→ Written exercise
Rewrite all the records below as one numbered list with one line per item, and leave out the blank lines.

→ The data

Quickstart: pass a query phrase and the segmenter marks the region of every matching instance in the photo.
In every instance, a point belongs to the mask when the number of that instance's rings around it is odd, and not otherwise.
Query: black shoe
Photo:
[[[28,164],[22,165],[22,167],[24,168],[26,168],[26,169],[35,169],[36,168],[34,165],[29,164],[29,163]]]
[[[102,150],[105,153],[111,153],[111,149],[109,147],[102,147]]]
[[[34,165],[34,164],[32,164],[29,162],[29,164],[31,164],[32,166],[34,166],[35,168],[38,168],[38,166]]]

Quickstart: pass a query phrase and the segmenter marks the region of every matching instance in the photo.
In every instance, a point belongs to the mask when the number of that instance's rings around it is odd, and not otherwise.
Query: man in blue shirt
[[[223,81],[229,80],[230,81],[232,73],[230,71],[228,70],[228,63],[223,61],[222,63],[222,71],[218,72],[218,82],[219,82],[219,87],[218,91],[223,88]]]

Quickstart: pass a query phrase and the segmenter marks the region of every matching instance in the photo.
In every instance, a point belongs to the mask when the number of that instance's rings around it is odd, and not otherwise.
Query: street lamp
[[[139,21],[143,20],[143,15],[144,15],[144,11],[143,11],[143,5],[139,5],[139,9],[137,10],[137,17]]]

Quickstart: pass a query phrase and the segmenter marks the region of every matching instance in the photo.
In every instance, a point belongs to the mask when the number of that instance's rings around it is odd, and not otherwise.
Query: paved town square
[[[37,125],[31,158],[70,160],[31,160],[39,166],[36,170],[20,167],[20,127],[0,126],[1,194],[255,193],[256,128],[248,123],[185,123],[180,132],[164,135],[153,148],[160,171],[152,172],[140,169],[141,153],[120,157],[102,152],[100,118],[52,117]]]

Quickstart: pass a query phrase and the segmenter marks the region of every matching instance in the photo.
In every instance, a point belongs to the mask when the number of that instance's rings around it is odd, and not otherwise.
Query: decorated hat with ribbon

→ The reply
1. Quickstart: pass a query phrase and the segmenter marks the region of every matching instance in the photo.
2. In every instance, a point belongs to the mask when the number of that instance's rings around it is odd, and not otherwise.
3. Query: black shoe
4. Photo:
5. [[[28,164],[22,165],[22,167],[24,168],[26,168],[26,169],[35,169],[36,168],[34,165],[29,164],[29,163]]]
6. [[[102,150],[105,153],[111,153],[111,149],[109,147],[102,147]]]
7. [[[34,165],[34,164],[32,164],[29,162],[29,164],[31,164],[32,166],[34,166],[35,168],[38,168],[38,166]]]
8. Quickstart: pass a query phrase and the segmenter marks the region of every matching instance in the photo.
9. In every instance, a point belongs to the mask when the number of that instance's rings around it is odd, and not otherwise.
10. Query: man in blue shirt
11. [[[223,81],[229,80],[230,81],[232,73],[230,71],[228,70],[228,63],[223,61],[222,63],[222,71],[218,72],[218,82],[219,82],[219,87],[218,91],[223,88]]]
12. Quickstart: pass a query phrase and the segmenter marks the region of every matching instance in the photo.
13. In every instance, a point belongs to the mask when the number of that instance's rings around it is odd, and not otherwise.
14. Query: street lamp
15. [[[139,21],[143,20],[143,15],[144,15],[144,11],[143,11],[143,5],[139,5],[139,9],[137,10],[137,17]]]
16. Quickstart: pass a query phrase and the segmenter marks the region of every matching instance in the photo.
17. In every instance, a point belongs to the mask when the number of that instance's rings around it is odd, and not otherwise.
18. Query: paved town square
19. [[[37,125],[31,158],[70,160],[31,160],[39,166],[36,170],[20,167],[20,127],[0,126],[1,194],[255,193],[256,128],[248,123],[185,123],[180,132],[164,135],[153,148],[160,171],[152,172],[140,169],[141,153],[120,157],[102,152],[100,118],[52,117]]]
20. Quickstart: pass a query phrase and the segmenter marks the region of every matching instance in the photo.
21. In every instance, a point belongs to the mask when the number of that instance's rings around it is odd, and not otherwise.
22. Query: decorated hat with ribbon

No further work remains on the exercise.